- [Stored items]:
-- Start --

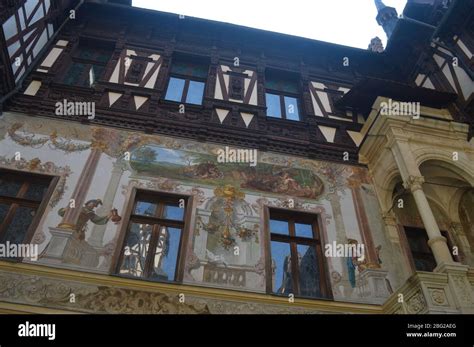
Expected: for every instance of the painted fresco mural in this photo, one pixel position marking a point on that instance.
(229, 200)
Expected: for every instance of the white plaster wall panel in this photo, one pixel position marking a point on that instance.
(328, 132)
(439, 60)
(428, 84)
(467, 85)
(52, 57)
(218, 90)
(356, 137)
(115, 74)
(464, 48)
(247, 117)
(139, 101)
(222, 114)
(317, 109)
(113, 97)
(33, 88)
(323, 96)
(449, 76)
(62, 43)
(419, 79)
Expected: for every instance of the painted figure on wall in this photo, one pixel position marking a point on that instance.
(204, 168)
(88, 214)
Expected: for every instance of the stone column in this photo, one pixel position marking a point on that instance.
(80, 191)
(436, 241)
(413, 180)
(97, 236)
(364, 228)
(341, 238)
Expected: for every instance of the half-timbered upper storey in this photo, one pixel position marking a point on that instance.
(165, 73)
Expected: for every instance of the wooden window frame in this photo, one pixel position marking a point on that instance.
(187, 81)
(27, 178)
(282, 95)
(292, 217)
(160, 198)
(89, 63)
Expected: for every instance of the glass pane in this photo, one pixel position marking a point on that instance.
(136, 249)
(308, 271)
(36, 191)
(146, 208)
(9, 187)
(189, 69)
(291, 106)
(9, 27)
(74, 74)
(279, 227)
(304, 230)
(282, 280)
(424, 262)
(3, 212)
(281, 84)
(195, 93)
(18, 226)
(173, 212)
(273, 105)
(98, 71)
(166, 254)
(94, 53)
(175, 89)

-- End --
-- Start --

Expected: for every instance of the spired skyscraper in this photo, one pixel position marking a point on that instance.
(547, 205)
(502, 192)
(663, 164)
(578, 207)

-- End --

- [What you will do]: Count how many lines in the material above contain the word "pixel". Reply with the number alone.

- [Exercise solution]: 8